> [Records from a data collection]:

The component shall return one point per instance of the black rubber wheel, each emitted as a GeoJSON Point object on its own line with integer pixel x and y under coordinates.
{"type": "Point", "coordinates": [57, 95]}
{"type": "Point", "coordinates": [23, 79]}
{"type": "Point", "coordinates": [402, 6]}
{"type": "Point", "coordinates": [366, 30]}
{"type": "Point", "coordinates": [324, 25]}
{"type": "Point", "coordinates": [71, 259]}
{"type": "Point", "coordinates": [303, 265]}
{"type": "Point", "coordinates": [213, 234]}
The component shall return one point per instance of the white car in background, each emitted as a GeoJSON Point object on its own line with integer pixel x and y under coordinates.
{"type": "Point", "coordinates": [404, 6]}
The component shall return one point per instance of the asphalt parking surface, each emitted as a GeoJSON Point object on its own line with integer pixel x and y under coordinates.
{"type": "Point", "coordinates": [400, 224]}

> [Work instructions]: Could you arrange all of the records above as a numbered list, leaving out any blank lines?

> [Full response]:
1. The component shall return one point per instance of the black rubber wheel, each emitted as a GeoJSON Point object on its own line with integer pixel x and y under coordinates.
2. {"type": "Point", "coordinates": [57, 95]}
3. {"type": "Point", "coordinates": [23, 79]}
4. {"type": "Point", "coordinates": [402, 6]}
5. {"type": "Point", "coordinates": [366, 30]}
6. {"type": "Point", "coordinates": [324, 25]}
7. {"type": "Point", "coordinates": [71, 259]}
8. {"type": "Point", "coordinates": [303, 265]}
9. {"type": "Point", "coordinates": [213, 234]}
10. The component shall return one point per instance of the white car in background, each emitted as a GeoJSON Point object on its own line with integer pixel x and y under coordinates.
11. {"type": "Point", "coordinates": [404, 6]}
12. The component shall return one point per instance of the asphalt parking surface, each emitted as a GeoJSON Point object on its own line with integer pixel x and y under coordinates.
13. {"type": "Point", "coordinates": [400, 224]}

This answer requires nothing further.